Task requirements ->
Look through the lines below for the word "Category", and copy every line that has it.

Entries taken from a collection

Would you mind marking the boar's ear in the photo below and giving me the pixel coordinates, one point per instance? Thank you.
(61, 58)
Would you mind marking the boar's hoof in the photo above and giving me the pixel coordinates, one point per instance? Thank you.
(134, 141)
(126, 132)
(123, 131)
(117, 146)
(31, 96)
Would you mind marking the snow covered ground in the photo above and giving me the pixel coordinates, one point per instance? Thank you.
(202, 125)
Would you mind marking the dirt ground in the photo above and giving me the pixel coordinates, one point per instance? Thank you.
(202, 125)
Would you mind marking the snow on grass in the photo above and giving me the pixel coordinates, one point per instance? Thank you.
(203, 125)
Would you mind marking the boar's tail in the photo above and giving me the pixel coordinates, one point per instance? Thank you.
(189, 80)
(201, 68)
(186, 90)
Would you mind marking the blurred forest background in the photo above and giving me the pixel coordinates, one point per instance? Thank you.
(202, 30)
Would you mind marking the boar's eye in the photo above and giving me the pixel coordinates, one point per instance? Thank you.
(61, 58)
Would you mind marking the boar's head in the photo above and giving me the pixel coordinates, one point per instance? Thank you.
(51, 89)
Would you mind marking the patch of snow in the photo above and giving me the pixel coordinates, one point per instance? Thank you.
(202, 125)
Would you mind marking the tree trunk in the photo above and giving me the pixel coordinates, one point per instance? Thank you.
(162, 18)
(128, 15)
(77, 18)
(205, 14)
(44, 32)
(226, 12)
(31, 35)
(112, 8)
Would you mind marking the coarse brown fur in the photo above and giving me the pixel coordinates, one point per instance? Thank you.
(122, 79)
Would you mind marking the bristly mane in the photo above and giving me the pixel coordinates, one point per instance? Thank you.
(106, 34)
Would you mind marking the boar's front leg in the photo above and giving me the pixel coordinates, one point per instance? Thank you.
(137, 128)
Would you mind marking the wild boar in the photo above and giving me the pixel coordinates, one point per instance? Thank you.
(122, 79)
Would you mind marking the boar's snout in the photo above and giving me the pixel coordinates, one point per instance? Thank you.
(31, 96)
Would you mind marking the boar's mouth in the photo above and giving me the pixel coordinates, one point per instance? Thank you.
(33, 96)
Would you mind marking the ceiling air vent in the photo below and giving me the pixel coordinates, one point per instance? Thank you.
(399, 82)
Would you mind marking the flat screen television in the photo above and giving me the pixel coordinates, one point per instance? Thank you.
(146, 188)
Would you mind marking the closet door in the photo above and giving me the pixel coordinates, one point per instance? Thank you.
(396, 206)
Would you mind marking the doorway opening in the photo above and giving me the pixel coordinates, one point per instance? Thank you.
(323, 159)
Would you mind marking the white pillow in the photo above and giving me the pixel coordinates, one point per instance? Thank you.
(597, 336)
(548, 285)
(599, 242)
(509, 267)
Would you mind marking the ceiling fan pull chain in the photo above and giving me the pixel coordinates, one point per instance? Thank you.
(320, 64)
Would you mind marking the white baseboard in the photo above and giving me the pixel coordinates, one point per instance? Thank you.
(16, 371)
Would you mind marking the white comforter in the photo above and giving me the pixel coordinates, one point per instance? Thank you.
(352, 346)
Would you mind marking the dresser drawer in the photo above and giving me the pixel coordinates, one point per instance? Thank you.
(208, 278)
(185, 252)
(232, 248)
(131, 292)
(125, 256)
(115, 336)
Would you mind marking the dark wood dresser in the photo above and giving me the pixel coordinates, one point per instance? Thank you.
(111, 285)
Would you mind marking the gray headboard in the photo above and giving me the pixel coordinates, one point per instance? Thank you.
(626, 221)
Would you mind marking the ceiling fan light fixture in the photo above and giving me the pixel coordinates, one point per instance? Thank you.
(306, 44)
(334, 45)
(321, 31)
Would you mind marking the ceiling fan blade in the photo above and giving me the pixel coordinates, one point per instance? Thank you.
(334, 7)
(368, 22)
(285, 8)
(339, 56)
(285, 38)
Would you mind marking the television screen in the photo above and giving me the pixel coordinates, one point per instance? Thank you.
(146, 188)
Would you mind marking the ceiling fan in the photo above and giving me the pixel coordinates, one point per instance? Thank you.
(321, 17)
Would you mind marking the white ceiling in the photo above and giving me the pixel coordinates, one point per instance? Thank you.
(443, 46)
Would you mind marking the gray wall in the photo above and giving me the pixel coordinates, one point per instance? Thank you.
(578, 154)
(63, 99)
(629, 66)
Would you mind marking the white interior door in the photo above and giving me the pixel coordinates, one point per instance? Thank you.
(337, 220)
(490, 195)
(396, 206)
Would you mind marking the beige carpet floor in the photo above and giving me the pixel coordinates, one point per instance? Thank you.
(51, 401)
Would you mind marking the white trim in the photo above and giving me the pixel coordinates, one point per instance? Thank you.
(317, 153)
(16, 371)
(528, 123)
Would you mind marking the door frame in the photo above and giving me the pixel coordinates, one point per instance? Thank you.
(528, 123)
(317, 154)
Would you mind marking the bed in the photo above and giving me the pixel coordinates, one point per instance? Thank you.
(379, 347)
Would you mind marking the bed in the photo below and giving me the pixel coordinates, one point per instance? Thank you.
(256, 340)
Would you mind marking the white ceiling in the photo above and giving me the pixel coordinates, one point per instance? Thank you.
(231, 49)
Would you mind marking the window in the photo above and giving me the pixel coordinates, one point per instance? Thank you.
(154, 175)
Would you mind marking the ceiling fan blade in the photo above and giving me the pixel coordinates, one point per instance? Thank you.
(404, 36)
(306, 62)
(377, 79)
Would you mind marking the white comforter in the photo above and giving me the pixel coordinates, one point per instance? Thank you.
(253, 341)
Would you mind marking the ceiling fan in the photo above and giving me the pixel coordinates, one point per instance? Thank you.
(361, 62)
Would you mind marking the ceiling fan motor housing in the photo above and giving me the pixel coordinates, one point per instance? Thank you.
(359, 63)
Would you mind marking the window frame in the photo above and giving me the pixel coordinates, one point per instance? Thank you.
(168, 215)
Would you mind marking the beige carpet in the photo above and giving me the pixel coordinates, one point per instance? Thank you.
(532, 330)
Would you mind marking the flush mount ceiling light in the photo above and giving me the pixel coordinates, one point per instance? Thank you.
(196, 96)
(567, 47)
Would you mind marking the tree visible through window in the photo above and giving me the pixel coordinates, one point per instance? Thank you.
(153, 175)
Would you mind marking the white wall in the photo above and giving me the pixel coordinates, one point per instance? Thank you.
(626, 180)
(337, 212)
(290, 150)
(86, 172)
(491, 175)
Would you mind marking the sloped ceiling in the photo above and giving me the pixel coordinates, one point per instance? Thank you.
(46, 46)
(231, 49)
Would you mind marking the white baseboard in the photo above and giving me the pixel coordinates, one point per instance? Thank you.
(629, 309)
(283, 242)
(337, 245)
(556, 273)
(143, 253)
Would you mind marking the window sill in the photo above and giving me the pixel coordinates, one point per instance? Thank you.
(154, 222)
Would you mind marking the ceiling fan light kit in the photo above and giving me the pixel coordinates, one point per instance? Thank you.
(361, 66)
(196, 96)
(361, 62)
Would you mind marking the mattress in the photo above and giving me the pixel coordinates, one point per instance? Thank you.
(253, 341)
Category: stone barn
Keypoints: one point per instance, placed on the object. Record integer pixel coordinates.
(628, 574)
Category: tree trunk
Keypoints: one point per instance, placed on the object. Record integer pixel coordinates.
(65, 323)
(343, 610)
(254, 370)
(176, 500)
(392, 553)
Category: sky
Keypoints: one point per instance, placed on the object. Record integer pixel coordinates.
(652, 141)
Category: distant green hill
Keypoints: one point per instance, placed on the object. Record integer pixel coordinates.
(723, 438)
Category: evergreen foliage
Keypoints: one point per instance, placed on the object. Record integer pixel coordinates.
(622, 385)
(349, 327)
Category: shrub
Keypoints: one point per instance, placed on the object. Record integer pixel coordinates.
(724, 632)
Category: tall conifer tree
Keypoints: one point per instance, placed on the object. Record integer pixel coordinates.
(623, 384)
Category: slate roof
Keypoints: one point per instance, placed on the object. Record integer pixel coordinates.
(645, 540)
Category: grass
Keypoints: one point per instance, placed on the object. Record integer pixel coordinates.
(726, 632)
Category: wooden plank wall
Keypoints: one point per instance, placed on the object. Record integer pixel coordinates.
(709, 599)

Reply to the exercise ->
Category: stone barn
Category: tree trunk
Category: sky
Category: distant green hill
Category: evergreen foliage
Category: shrub
Category: tall conifer tree
Category: slate roof
Category: grass
Category: wooden plank wall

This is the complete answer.